Supplied information:
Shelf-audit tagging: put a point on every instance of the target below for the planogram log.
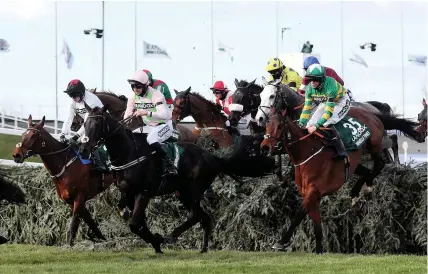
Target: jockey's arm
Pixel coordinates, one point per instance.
(334, 92)
(306, 112)
(162, 111)
(67, 123)
(129, 107)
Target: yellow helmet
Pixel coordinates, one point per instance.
(274, 64)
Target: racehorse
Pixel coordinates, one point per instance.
(207, 115)
(116, 105)
(422, 118)
(316, 172)
(74, 180)
(271, 88)
(197, 169)
(11, 193)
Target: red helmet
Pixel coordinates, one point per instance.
(219, 86)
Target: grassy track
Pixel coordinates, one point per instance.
(7, 145)
(41, 259)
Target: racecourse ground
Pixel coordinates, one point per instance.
(41, 259)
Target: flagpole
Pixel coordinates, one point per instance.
(212, 41)
(102, 59)
(56, 66)
(135, 35)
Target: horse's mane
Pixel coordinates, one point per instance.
(211, 104)
(244, 83)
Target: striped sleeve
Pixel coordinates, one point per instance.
(306, 112)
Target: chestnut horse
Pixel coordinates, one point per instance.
(316, 172)
(75, 182)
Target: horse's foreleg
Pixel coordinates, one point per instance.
(138, 223)
(75, 221)
(93, 226)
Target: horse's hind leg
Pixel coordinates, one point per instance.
(93, 226)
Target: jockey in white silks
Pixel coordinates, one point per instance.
(77, 91)
(150, 104)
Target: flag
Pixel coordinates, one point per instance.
(226, 49)
(419, 59)
(154, 50)
(4, 45)
(69, 58)
(358, 59)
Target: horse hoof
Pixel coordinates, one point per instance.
(278, 247)
(355, 200)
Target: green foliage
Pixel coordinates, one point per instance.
(246, 217)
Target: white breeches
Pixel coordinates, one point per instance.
(340, 110)
(159, 133)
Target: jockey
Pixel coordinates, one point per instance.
(77, 91)
(150, 104)
(332, 102)
(223, 96)
(310, 60)
(162, 87)
(277, 70)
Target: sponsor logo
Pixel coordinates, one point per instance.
(144, 105)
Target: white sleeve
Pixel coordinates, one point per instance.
(67, 123)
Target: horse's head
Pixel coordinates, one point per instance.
(245, 100)
(97, 129)
(33, 141)
(422, 118)
(275, 130)
(181, 105)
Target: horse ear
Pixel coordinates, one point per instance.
(236, 82)
(42, 122)
(30, 121)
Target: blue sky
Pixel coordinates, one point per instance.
(27, 71)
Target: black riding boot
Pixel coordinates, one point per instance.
(338, 145)
(168, 167)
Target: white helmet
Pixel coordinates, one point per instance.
(140, 77)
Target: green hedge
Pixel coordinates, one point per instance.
(246, 217)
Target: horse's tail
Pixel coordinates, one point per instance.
(239, 163)
(406, 126)
(10, 192)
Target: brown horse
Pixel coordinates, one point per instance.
(75, 182)
(316, 172)
(422, 118)
(208, 116)
(116, 105)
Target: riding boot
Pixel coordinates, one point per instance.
(168, 167)
(336, 142)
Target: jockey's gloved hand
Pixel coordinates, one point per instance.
(75, 137)
(62, 138)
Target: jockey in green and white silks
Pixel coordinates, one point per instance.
(150, 104)
(332, 102)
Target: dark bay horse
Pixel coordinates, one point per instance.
(11, 193)
(207, 115)
(116, 105)
(197, 169)
(75, 182)
(316, 172)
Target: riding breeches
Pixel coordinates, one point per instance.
(340, 110)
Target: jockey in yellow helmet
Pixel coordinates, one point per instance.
(277, 70)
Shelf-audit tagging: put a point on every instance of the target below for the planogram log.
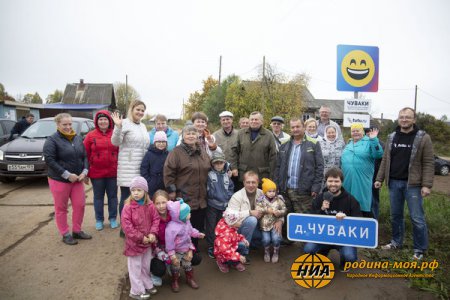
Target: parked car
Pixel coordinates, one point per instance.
(6, 125)
(441, 166)
(23, 157)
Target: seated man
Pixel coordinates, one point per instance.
(244, 201)
(335, 201)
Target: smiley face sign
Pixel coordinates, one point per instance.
(357, 68)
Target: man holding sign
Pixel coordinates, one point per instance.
(335, 201)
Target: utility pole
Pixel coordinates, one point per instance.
(415, 99)
(126, 94)
(220, 69)
(263, 101)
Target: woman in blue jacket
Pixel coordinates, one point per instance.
(357, 163)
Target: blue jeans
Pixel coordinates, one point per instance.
(124, 194)
(347, 253)
(100, 187)
(269, 237)
(399, 191)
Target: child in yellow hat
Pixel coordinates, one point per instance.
(273, 208)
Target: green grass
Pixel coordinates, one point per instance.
(437, 211)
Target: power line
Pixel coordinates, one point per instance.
(425, 92)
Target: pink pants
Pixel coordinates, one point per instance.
(61, 192)
(139, 272)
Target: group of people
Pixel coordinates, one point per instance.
(175, 189)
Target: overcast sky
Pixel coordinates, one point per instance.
(168, 47)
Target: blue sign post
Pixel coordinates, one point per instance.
(351, 231)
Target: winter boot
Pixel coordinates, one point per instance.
(174, 284)
(190, 279)
(276, 250)
(267, 254)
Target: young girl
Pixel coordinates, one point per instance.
(153, 163)
(273, 208)
(158, 265)
(140, 223)
(229, 243)
(178, 242)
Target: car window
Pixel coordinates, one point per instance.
(9, 125)
(40, 129)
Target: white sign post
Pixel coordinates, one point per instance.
(349, 119)
(357, 105)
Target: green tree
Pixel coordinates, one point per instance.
(197, 99)
(124, 95)
(56, 97)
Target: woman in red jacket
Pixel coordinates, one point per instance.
(102, 156)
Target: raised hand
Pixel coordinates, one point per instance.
(117, 118)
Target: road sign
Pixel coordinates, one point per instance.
(357, 68)
(349, 119)
(351, 231)
(357, 105)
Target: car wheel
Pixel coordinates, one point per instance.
(12, 179)
(444, 170)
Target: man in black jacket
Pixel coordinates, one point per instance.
(335, 202)
(21, 126)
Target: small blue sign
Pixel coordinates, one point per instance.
(351, 231)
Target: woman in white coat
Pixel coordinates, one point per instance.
(131, 136)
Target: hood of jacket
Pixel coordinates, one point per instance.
(173, 207)
(325, 134)
(108, 115)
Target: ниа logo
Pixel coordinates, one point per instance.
(312, 271)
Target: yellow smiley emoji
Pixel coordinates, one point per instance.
(357, 68)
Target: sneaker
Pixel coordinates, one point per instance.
(157, 281)
(113, 223)
(81, 235)
(224, 268)
(211, 253)
(151, 291)
(390, 246)
(68, 239)
(99, 225)
(240, 267)
(418, 256)
(142, 296)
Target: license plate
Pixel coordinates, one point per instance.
(20, 168)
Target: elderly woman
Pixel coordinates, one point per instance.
(102, 156)
(311, 129)
(67, 163)
(186, 174)
(332, 147)
(358, 165)
(161, 125)
(206, 140)
(131, 136)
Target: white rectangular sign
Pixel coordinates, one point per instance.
(357, 105)
(356, 118)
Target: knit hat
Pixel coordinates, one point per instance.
(160, 136)
(140, 183)
(268, 185)
(357, 126)
(185, 209)
(218, 156)
(231, 216)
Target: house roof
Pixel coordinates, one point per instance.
(336, 107)
(89, 93)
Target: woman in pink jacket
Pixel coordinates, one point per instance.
(140, 223)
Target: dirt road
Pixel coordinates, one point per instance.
(36, 264)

Task description: Among the records above, extract exactly the lines from the line with "Target: jockey in white silks" to the line with "Target: horse's head", both lines included, and leave out the rest.

Answer to the exercise:
Target: jockey in white silks
Pixel coordinates, one point per instance.
(77, 91)
(150, 104)
Target: flag
Pixel coordinates, one point per instance.
(226, 49)
(419, 59)
(154, 50)
(4, 45)
(69, 58)
(358, 59)
Target: horse hoof
Pixel coordinates, one point per instance.
(278, 247)
(355, 200)
Target: green foliage
Pixel coordinates, one point per instance.
(246, 217)
Target: white breeches
Pixel coordinates, one point per instance.
(340, 110)
(159, 133)
Target: jockey
Pixel coordinates, one point per instance.
(77, 91)
(150, 104)
(332, 102)
(223, 96)
(310, 60)
(162, 87)
(277, 70)
Target: sponsor logo
Pixel coordinates, one point per instance.
(144, 105)
Target: white sleeve
Pixel coordinates, one point per instance.
(67, 123)
Target: horse's head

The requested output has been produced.